◆ TASKS TO PERFORM ◆
(1) In the sleep apnea text, how much greater was the risk of developing cancer for people with severe sleep apnea in the Spanish study?
(2) Repeat everything in the sleep apnea text from "But the news" down to "of developing cancer!".

But the news about this problem just got worse: Now new research suggests that folks with sleep apnea could also run a higher risk of developing cancer!
Besides these longer run dangers, the condition can be dangerous in the short term, too! Although it won’t cause you to suffocate, the National Institutes of Health (NIH) said sleep apnea does increase your chances of experiencing sudden cardiac activity that can lead to abnormal heart rhythms—and even DEATH!
Some folks see cancer risk increased fivefold…
For one study, a team of researchers in Spain tracked thousands of patients at sleep clinics. They found that people with severe sleep apnea had a 65 percent (almost two-thirds) greater risk of developing various types of cancer.
Investigators with the Spanish Sleep Network used a measure called the hypoxemia index to examine the amount of time blood oxygen levels dip below 90 percent at night.
They followed 5,200 people for seven years, all of whom were cancer-free at the beginning of the study.

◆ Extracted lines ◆
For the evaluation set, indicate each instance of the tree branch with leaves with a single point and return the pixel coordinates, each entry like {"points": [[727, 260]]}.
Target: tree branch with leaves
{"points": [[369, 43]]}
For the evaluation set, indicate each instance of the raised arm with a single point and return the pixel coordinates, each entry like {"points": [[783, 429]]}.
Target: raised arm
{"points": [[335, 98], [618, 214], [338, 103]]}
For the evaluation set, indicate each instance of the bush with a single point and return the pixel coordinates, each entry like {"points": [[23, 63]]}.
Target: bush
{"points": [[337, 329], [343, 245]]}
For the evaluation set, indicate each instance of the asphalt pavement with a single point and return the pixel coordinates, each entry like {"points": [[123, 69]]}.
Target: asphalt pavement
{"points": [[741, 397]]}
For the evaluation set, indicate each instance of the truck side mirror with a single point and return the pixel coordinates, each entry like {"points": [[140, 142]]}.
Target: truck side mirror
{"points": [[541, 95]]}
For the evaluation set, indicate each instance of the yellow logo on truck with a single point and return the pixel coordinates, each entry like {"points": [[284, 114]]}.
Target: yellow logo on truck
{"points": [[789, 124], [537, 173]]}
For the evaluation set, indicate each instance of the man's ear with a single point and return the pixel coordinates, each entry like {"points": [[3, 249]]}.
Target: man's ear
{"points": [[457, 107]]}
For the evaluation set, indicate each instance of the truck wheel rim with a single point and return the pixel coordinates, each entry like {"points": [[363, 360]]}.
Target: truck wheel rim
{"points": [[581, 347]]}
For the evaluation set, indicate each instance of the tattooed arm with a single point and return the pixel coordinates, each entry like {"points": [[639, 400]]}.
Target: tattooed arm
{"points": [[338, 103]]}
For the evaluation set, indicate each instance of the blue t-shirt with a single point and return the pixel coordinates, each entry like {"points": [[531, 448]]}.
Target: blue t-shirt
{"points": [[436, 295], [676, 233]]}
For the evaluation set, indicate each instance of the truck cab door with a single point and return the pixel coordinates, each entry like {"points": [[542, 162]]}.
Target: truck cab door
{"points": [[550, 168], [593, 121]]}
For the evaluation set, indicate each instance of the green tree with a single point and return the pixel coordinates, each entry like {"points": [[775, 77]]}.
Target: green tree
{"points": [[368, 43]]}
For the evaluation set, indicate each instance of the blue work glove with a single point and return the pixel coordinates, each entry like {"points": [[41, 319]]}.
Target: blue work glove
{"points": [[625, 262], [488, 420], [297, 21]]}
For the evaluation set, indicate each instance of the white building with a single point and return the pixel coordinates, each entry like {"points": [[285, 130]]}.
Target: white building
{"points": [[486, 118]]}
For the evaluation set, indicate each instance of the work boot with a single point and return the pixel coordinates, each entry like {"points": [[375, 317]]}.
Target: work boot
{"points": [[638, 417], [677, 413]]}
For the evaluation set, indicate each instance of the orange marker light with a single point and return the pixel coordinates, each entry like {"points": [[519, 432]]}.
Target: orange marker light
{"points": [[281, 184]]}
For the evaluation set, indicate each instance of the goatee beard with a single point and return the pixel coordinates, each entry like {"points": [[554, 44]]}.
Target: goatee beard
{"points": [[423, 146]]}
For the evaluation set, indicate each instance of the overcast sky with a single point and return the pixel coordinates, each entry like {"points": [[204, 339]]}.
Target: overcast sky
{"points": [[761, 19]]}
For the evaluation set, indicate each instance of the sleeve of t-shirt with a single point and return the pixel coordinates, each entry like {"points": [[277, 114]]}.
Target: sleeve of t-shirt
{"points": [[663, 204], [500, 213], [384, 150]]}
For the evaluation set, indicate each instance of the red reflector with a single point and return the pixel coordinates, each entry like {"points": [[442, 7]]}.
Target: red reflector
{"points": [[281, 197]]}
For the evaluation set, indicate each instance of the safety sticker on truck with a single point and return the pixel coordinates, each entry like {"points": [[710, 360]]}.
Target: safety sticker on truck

◆ TASK ANSWERS ◆
(1) 65 percent (almost two-thirds) greater.

(2)
But the news about this problem just got worse: Now new research suggests that folks with sleep apnea could also run a higher risk of developing cancer!